**Texto del documento:**
'''

No había forma de calmarle, estaba tan rabioso que había roto la foto del crío al intentar romper la carta que había recibido, que tenía con otros papeles. Al rato, cuando se calmó, estaba hecho polvo por el destrozo de la foto del niño.
Le dijimos que había remedio. Pegamos la foto del criuco con papel blanco. También estaba rompiendo todas las cartas y por eso, como la foto estaba entre las cartas, la rompió. Eso era un domingo, y el lunes se escapó.
Después de los juramentos, algo más calmado, le vi que recogía ropa. Me dijo:
—Estoy preparando la ropa para mañana llevársela a la lavandera.
Se llevaba hasta las sábanas. Él llevaba la ropa a casa de una señora de Madrid que tenía el hijo en la Provincial, y Julia, su madre, recogía la ropa del hijo de esa señora y la lavaba en Santander. Así funcionábamos entonces.
Aquel lunes por la mañana temprano, como cada día, los camiones recogieron a los presos para hacer la ruta. Dejaban a cada hombre en su tajo de trabajo correspondiente. Francisco Bedoya participaba entonces en las obras del hotel del Negro, en el norte de la Castellana.

'''

**Datos en bruto:**

'''

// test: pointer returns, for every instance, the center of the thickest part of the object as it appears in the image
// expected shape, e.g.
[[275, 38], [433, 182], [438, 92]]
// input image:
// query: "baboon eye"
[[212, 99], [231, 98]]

'''

**Tareas:**
[A] En el texto del documento, ¿con qué pegaron la foto del crío?
[B] Prosigue el relato de la foto rota y la huida a partir de su última frase.

**Respuestas:**
[A] Con papel blanco.

[B]
Se trataba de un hotel que había que tirar abajo para hacer la glorieta, y la bronca duró muchos años, porque las gentes que vivían arriba no querían marcharse. Mi camión dejaba allí ocho o nueve a trabajar. Uno de ellos era Paco. Luego volvíamos a recogerlos por la tarde.
Pero esa tarde Paco no se subió al camión que debía devolverle al destacamento penal de Fuencarral. Aquel día, el funcionario de prisiones de guardia en el hotel del Negro le había buscado un taxi para que se fuera a dejar la ropa para lavar, según le explicó el hombre a Pepe Elizalde. Se trataba del mejor funcionario para los presos, don Pedro.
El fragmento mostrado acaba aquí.